RECORD SET →

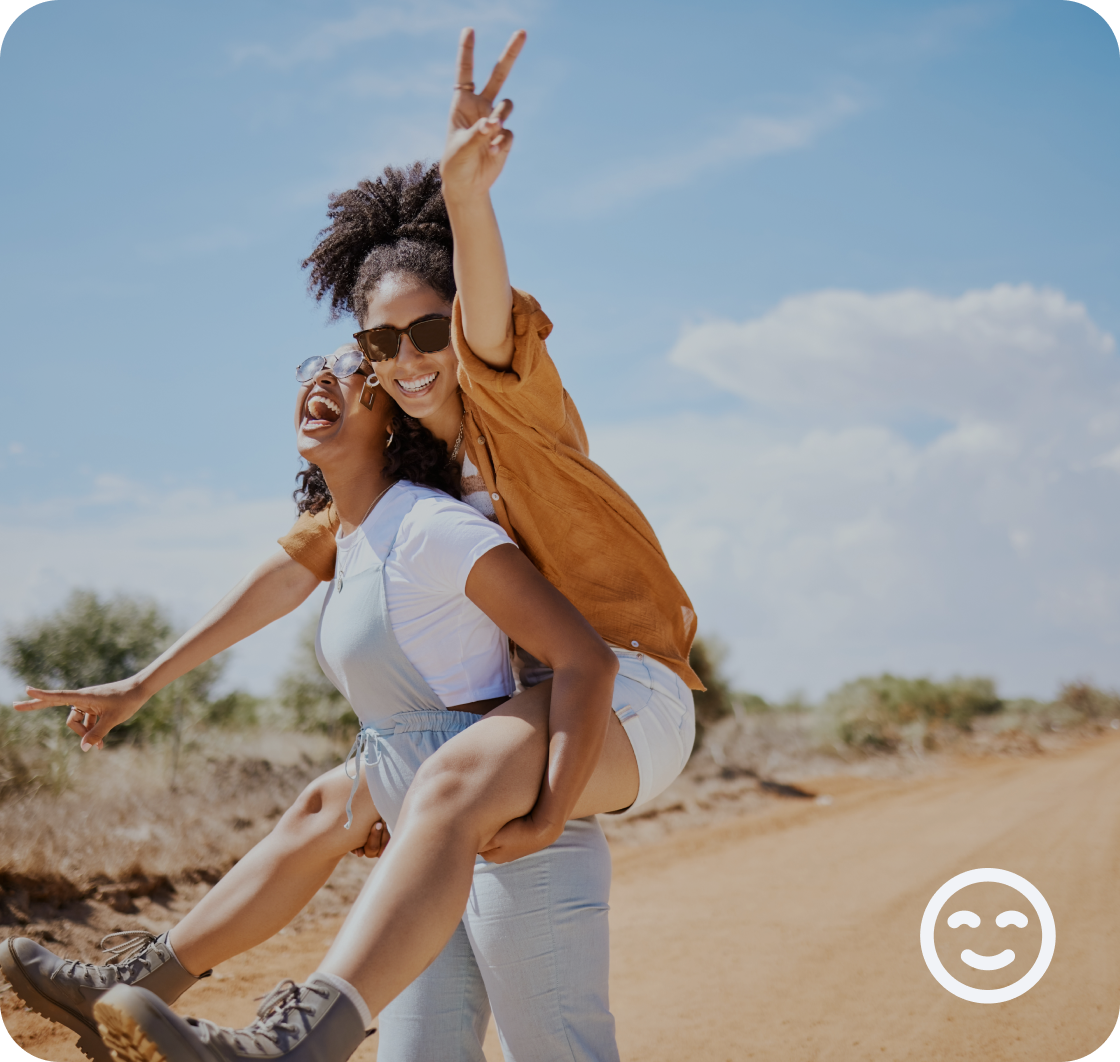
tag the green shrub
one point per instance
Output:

...

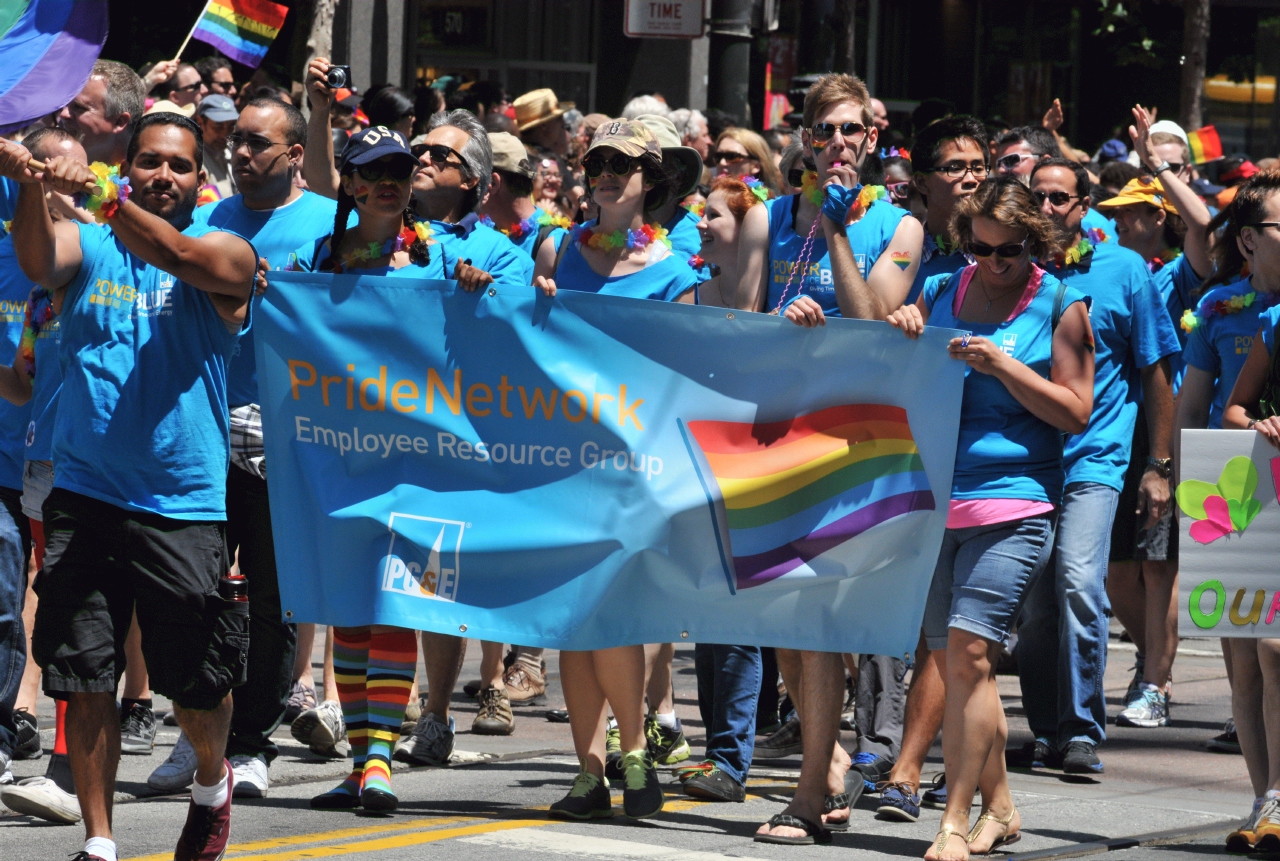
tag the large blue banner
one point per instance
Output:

* * *

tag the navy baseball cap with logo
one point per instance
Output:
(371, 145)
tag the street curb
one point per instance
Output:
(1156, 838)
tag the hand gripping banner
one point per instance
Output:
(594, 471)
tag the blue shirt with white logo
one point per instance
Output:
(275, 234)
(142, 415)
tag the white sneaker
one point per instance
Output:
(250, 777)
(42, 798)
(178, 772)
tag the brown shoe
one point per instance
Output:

WHAT IS EXPECTED → Pull out each line of the data above that contains the string "blue". Case matters.

CORRECT RESPONSE →
tag the large blue banner
tag the blue shirt with white logo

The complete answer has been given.